═══ GIVEN TEXT ═══

The batteries were subjected to initial charge at a constant current of 1 C at 25° C. for 18 minutes, and then left at rest at 25° C. for one week. Then, the open circuit voltage of each battery was measured. When the measured open circuit voltage was a reference value (3.60 V) or lower, it was determined that an internal short-circuit occurred. For each battery, a ratio of the number of batteries with the internal short-circuits to the number of 50 batteries was determined. Each battery was evaluated for a rate of batteries with internal short-circuits, as an internal short-circuit occurrence rate (%) with respect to the number rate of batteries C1 with internal short-circuits being regarded as 100%.
The evaluation result is shown in TABLE 1. In TABLE 1, E1 and E2 are Examples, and C1 to C3 are Comparative Examples.
As shown in Table 1, the effects of reducing internal short-circuits of the nonaqueous electrolyte including FEC or PS are not greatly different from that of battery C1 not including any additive other than VC (comparing battery C1 with batteries C2 and C3). In contrast, batteries E1 and E2 including the nonaqueous electrolyte including LiSO3F remarkably reduces internal short-circuit occurrence rates. This is because LiSO3F reduces falling-off of the electrode material of the negative electrode.
The sizes of the winding cores for use in producing electrode groups were changed so as to cause the ratios r/R to be equal to the values indicated in Table 2 while the outer diameter R was 4.0 mm of the battery case. Similarly to battery C1 or E2 except this described above, a total of 50 cylindrical nonaqueous electrolyte secondary batteries for each example were produced, and were evaluated for their internal short-circuit occurrence rates. All the batteries had the battery case with outer diameter R of 4.0 mm.
The evaluation result is shown in Table 2. In Table 2, numerals in the upper row are the internal short-circuit occurrence rates, and symbols in the lower row indicate batteries. In Table 2, for each ratio r/R, the internal short-circuit occurrence rate with the concentration of 1.2% by mass of LiSO3F is indicated, as a relative value, with respect to the internal short-circuit occurrence rate with the concentration of 0 (zero) % by mass of LiSO3F being regarded as 100%. In Table 2, the results for batteries C1 and E2 are also shown. In Table 2, batteries E2-E5 are Examples, and batteries C1 and C4-C8 are Comparative Examples.

═══

#### WHAT IS ASKED
**a)** According to the battery test text, why do batteries E1 and E2 show far lower internal short-circuit occurrence rates? Answer in one to three sentences.
**b)** Rewrite the battery test text from "As shown in" up to and including "the negative electrode.", changing "LiSO3F" to "lithium fluorosulfonate".
**c)** Write the next part of the battery test text, picking up after its final sentence.
None of the tasks make use of the lines that accompany the battery test text.

═══ MATERIAL PROVIDED ═══

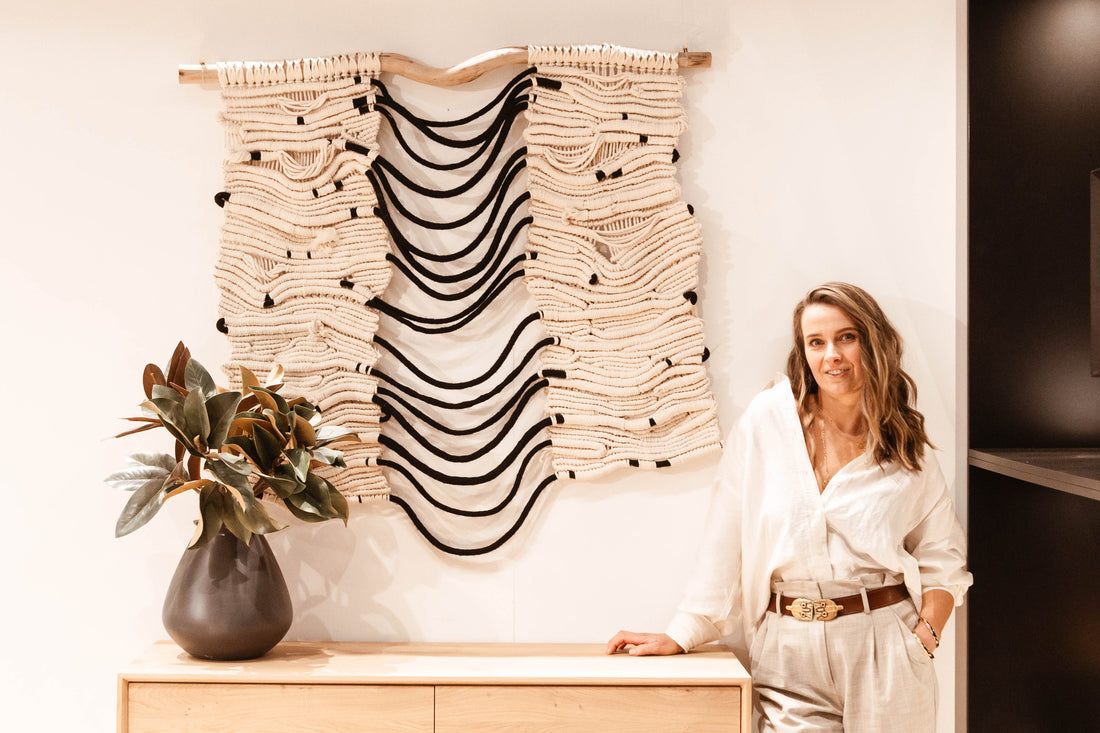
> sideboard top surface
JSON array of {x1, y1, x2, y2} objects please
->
[{"x1": 119, "y1": 642, "x2": 749, "y2": 686}]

═══

#### TASK ANSWERS
**a)** Batteries E1 and E2 use a nonaqueous electrolyte that includes LiSO3F. The LiSO3F reduces falling-off of the electrode material of the negative electrode, which remarkably lowers their internal short-circuit occurrence rates.

**b)**
As shown in Table 1, the effects of reducing internal short-circuits of the nonaqueous electrolyte including FEC or PS are not greatly different from that of battery C1 not including any additive other than VC (comparing battery C1 with batteries C2 and C3). In contrast, batteries E1 and E2 including the nonaqueous electrolyte including lithium fluorosulfonate remarkably reduces internal short-circuit occurrence rates. This is because lithium fluorosulfonate reduces falling-off of the electrode material of the negative electrode.

**c)**
As shown in Table 2, in the case of the ratio r/R larger than 0.3, there is no difference in the internal short-circuit occurrence rate between the nonaqueous electrolyte including LiSO3F and the nonaqueous electrolyte not including LiSO3F. In the case of the ratio r/R larger than 0.3, even though LiSO3F reduces falling-off of the electrode material of the negative electrode, LiSO3F does not affect reducing the internal short-circuits caused by the falling-off. In contrast, in the cases of the ratios r/R of 0.1 or more and 0.3 or less, the internal short-circuit occurrence rates are more remarkably reduced with the nonaqueous electrolyte including LiSO3F than with the nonaqueous electrolyte not including LiSO3F. Although the internal short-circuit occurrence rate increases greatly in the cases of the ratios r/R equal to or smaller than 0.3, LiSO3F effectively reduces the falling-off of the electrode material of the negative electrodes, resulting in the effective reduction in internal short-circuits.
Battery cases with outer diameters R indicated in Table 3 were used, and the sizes of the winding cores were changed so as to exhibit r/R indicated in Table 3. The number of winding turns for the electrode groups were adjusted such that the ratio Ra=98%. Moreover, nonaqueous electrolytes included LiSO3F in concentrations indicated in Table 3. Similarly to battery E1 or C1 except for those described above, cylindrical nonaqueous electrolyte secondary batteries were produced and evaluated for their internal short-circuit occurrence rates. The nominal capacity of each battery was 13.0 mAh (R=3.0 mm), 20.0 mAh (R=4.0 mm), 52.0 mAh (R=6.5 mm), 120 mAh (R=9.0 mm), or 450 mAh (R=18 mm).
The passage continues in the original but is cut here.